### STATED PROBLEM:
Copy the lines below word for word, from the very first line through the line that contains "125 139 L 35".

Spatial annotation records:

--------

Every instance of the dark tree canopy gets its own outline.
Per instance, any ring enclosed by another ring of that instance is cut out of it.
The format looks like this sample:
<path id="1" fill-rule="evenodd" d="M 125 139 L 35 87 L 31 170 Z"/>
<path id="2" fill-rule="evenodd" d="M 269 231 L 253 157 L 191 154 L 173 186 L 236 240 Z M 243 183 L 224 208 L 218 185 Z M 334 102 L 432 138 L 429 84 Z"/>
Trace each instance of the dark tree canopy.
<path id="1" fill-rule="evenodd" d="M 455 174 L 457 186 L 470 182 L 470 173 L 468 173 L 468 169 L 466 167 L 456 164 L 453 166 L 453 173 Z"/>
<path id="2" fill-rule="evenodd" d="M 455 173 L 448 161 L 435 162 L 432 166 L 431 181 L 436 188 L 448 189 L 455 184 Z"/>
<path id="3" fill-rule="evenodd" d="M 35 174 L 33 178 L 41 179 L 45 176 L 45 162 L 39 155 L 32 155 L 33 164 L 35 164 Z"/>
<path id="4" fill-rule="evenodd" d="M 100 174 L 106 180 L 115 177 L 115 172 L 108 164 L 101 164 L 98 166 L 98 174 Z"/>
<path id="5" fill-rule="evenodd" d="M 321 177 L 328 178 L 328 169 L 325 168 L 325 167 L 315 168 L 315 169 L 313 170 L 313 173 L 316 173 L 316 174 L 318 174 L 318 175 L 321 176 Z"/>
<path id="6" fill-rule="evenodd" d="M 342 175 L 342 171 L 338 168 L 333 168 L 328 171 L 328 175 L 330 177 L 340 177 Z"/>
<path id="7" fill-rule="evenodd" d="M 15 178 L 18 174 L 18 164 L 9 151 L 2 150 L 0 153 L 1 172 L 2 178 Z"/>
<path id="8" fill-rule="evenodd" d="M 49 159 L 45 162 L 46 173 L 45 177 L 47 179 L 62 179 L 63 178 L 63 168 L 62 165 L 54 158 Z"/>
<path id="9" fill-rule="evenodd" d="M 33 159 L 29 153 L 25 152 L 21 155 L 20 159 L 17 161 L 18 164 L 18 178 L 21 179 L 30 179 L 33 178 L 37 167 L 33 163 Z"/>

--------

### OUTPUT BELOW:
Every instance of the dark tree canopy gets its own outline.
Per instance, any ring enclosed by another ring of that instance is cut out of it.
The format looks like this sample:
<path id="1" fill-rule="evenodd" d="M 125 139 L 35 87 L 31 170 Z"/>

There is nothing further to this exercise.